WRITTEN REQUEST A
Filter the entries below and copy each line that contains the string "petal". Treat uppercase and lowercase as different.

QUOTED PASSAGE
━━━━━━━━━━━━━━━━

A Heuristic Evaluation is a usability inspection technique where one or a number of usability experts evaluate the user interface of a product (for example a website) against a set of Heuristic Principles (also known as Heuristics). As the definition of Heuristic Evaluation by the Interaction Design Foundation explains:
Heuristic evaluation is a usability engineering method for finding usability problems in a user interface design, thereby making them addressable and solvable as part of an iterative design process. It involves a small set of expert evaluators who examine the interface and assess its compliance with “heuristics,” or recognized usability principles. Such processes help prevent product failure post-release. (Source)
It is usually conducted by a group of experts because it is very likely that one person will not be able to find all usability problems. On the other hand, a group of different people tend to analyze an interface from different angles and as a result are more likely to identify a wider set of areas for improvement.
Consequently, the results obtained from an evaluation are greatly improved if multiple evaluators are involved, although adding more evaluators does not necessarily translate into more usability issues found. We will talk about this in more detail later on in this article, including the optimal number of experts and the reasoning behind it.
Heuristics (which you might also find named “rules of thumb”) are a well-established, proven set of guidelines that tend to result in good interface design when adhered to. They are not necessarily rigid and allow a certain degree of interpretation. In fact, usability evaluators might also adjust heuristics to create domain-specific ones for the product that being evaluated. We will also go more in-depth about this later on.
The Case for Heuristic Evaluations
There are costs involved in conducting usability tests. In order to get high-quality feedback from your users, you must recruit participants that fit your target demographic, set up proper testing conditions and train the person that is conducting the tests in order to conduct them without bias. You also need skilled professionals who know how to interpret user feedback. Its cost is still fairly high, even though modern tools have made it easier to recruit, set up and conduct tests.

━━━━━━━━━━━━━━━━

WRITTEN REQUEST B
Extract a passage from the heuristic evaluation text above, starting at the words "Consequently, the results" and ending after the words "reasoning behind it.".

━━━━━━━━━━━━━━━━

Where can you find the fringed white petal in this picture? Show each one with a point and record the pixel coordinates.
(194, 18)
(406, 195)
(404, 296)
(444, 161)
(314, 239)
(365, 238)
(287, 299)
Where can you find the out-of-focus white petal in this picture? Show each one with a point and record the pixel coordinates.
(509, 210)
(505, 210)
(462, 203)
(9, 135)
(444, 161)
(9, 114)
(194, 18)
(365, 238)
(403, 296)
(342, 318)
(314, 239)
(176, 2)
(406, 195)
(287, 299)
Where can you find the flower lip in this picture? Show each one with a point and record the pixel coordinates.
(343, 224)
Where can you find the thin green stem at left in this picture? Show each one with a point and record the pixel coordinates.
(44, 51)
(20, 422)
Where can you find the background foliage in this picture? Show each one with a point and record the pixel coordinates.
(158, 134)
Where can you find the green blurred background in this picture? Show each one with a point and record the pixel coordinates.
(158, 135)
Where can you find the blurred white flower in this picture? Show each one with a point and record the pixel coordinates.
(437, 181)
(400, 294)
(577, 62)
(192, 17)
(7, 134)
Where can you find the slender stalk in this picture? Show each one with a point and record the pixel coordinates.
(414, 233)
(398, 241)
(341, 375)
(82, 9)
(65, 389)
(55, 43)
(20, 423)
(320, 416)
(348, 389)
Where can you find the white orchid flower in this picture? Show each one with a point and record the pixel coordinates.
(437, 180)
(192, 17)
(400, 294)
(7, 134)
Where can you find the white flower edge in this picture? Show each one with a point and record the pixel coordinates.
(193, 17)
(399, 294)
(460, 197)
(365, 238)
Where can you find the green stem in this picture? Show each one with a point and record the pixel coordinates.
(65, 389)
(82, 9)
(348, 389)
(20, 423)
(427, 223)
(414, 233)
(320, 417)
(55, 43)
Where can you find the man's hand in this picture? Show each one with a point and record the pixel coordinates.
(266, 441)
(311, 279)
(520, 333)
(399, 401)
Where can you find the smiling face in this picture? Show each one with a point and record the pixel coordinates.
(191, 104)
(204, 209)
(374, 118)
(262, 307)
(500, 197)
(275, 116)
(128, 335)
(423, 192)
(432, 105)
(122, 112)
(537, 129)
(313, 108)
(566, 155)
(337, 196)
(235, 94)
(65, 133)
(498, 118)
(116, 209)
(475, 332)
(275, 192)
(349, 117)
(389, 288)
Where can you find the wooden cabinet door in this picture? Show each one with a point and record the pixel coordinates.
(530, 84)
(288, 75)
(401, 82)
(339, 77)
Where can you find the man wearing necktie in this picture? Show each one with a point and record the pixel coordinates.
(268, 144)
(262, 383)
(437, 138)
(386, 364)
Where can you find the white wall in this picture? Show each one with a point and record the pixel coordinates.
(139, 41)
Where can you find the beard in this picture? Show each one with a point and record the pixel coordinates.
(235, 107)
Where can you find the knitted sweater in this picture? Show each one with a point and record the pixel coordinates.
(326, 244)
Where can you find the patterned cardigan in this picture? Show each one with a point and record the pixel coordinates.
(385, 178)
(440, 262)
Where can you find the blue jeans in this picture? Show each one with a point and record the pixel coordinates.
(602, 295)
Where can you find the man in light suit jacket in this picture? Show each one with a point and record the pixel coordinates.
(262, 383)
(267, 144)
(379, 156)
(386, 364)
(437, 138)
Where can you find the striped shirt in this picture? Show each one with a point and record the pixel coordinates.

━━━━━━━━━━━━━━━━

PROBLEM SOLUTION A
Where can you find the fringed white petal in this picture? Show each one with a point and record the pixel coordinates.
Where can you find the out-of-focus white petal in this picture? Show each one with a point and record the pixel coordinates.

PROBLEM SOLUTION B
Consequently, the results obtained from an evaluation are greatly improved if multiple evaluators are involved, although adding more evaluators does not necessarily translate into more usability issues found. We will talk about this in more detail later on in this article, including the optimal number of experts and the reasoning behind it.